Problems
1. Reproduce everything in the passage on the CF approach to leakage risk from "Discussion of CF" down to "calculating leakage risk.", word for word.
2. Using the passage on the CF approach to leakage risk, mark each statement yes or no and quote the words that settle it: (a) the CF approach uses three likelihoods to estimate probability of leakage; (b) acceptable risks are those below a threshold set by external sources such as regulators or carbon-credit insurers; (c) transparency comes from using fluxes or concentrations as proxies for impacts.

#### Source document ####

The CF is a risk-based approach that uses two likelihoods to estimate probability of leakage. The first is the likelihood of intersection of the CO2 (or brine) source with a conduit. The second is the likelihood of intersection of the conduit and a compartment. The product of these likelihoods is the probability of the given source-to-compartment leakage scenario. The risk associated with that leakage is the product of the likelihood of leakage and the impact (severity) of that leakage event. Acceptable risks from CO2 or brine leakage will be those below a threshold provided by external sources such as regulators or carbon-credit insurers. The source location for the leakage scenarios is determined by the movement of the CO2 plume during and after injection which is modeled using reservoir simulation.

Discussion of CF Methods

The CF approach is intended to be simple, transparent, and accepted. We achieve simplicity by stripping the system down into its fundamental components, namely the CO2 (or brine) source, conduits for leakage, and compartments where impacts may occur. We achieve further simplicity by using fluxes or concentrations as proxies for impacts, and by handling uncertainty through simple intersection probabilities of conduits and source, and conduits and compartments. Transparency is achieved through the use of formal terminology and a consistent framework for calculating leakage risk.

#### Information given ####

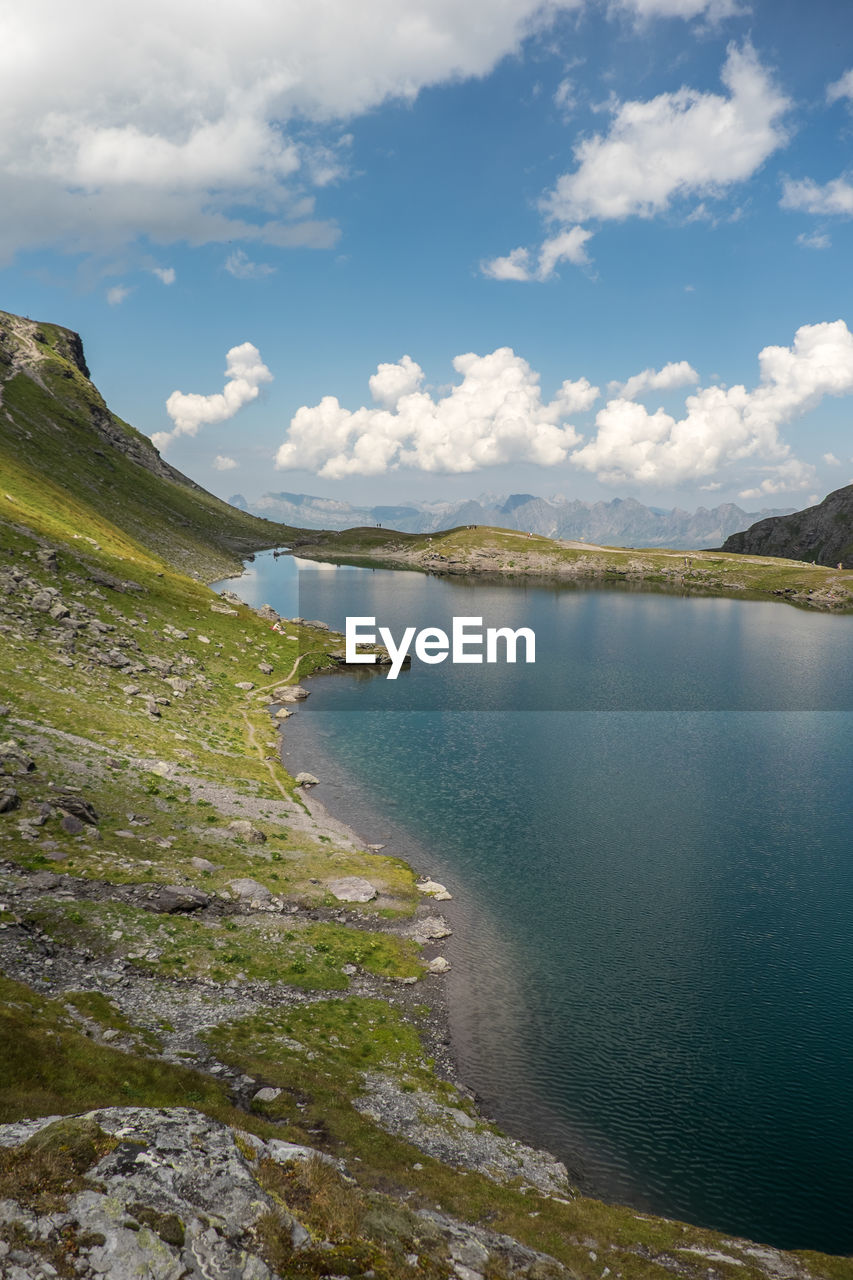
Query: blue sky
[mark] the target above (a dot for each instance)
(534, 205)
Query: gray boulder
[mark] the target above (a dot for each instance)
(249, 890)
(9, 799)
(173, 899)
(246, 830)
(352, 888)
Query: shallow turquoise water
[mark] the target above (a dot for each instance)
(653, 883)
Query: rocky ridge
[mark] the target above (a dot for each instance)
(821, 534)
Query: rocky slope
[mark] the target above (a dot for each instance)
(222, 1043)
(822, 534)
(62, 447)
(621, 522)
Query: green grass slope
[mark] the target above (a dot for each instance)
(129, 686)
(62, 451)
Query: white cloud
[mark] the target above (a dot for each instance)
(680, 374)
(787, 478)
(112, 128)
(842, 87)
(833, 197)
(673, 146)
(514, 266)
(725, 425)
(240, 265)
(813, 240)
(564, 96)
(392, 382)
(495, 415)
(711, 9)
(245, 371)
(564, 247)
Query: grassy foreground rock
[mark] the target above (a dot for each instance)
(209, 1064)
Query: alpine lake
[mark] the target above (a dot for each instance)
(647, 835)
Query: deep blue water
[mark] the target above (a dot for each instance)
(653, 881)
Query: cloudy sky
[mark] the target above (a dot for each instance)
(413, 248)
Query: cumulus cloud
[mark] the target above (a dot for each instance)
(725, 425)
(240, 265)
(813, 240)
(834, 197)
(566, 246)
(514, 266)
(495, 415)
(710, 9)
(104, 138)
(655, 380)
(675, 145)
(245, 371)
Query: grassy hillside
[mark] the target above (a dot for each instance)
(63, 452)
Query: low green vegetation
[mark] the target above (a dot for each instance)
(241, 947)
(169, 757)
(511, 553)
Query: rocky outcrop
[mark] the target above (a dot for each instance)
(172, 1194)
(822, 534)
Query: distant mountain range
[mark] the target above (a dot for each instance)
(621, 522)
(822, 534)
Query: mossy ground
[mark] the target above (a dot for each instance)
(167, 789)
(267, 947)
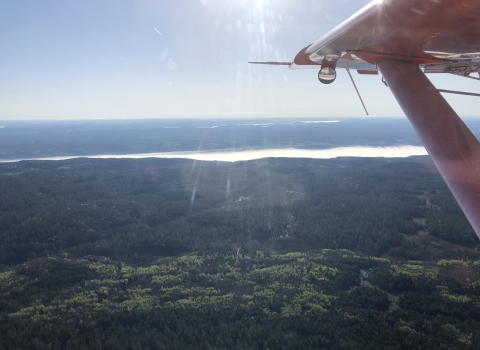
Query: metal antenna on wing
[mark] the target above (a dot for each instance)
(347, 59)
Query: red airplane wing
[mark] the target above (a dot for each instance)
(397, 36)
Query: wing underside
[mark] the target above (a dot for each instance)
(402, 38)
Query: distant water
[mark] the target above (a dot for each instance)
(212, 139)
(244, 155)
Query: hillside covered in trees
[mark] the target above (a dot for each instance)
(269, 254)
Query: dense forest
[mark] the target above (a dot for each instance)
(270, 254)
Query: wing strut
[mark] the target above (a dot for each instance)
(459, 92)
(452, 146)
(347, 59)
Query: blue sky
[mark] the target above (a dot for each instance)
(84, 59)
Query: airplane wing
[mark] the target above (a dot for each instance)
(403, 39)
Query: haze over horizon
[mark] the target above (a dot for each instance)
(155, 59)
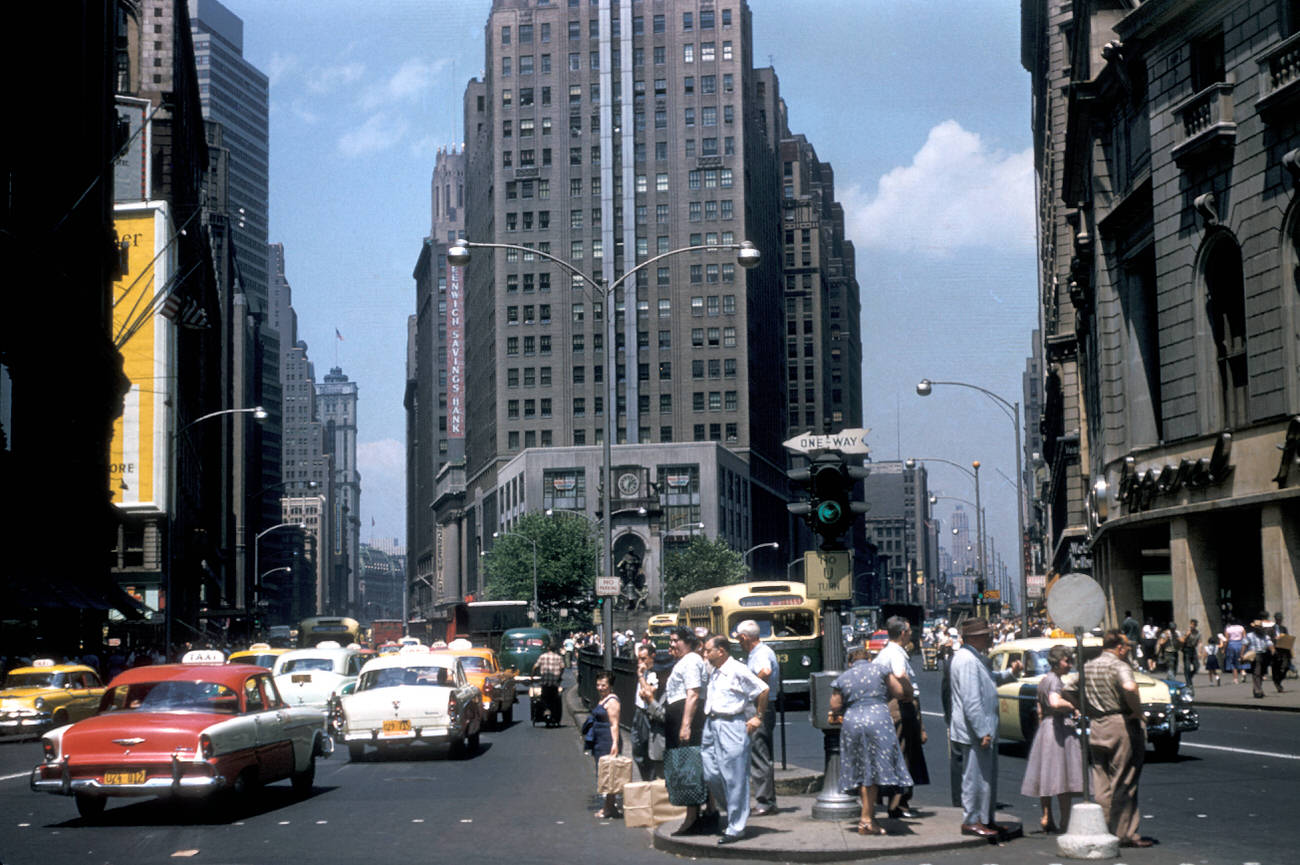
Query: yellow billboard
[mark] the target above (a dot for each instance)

####

Answer list
1.
Discussion of CF Methods

The CF approach is intended to be simple, transparent, and accepted. We achieve simplicity by stripping the system down into its fundamental components, namely the CO2 (or brine) source, conduits for leakage, and compartments where impacts may occur. We achieve further simplicity by using fluxes or concentrations as proxies for impacts, and by handling uncertainty through simple intersection probabilities of conduits and source, and conduits and compartments. Transparency is achieved through the use of formal terminology and a consistent framework for calculating leakage risk.

2.
(a) No: "uses two likelihoods to estimate probability of leakage"
(b) Yes: "Acceptable risks from CO2 or brine leakage will be those below a threshold provided by external sources such as regulators or carbon-credit insurers."
(c) No: "Transparency is achieved through the use of formal terminology and a consistent framework for calculating leakage risk."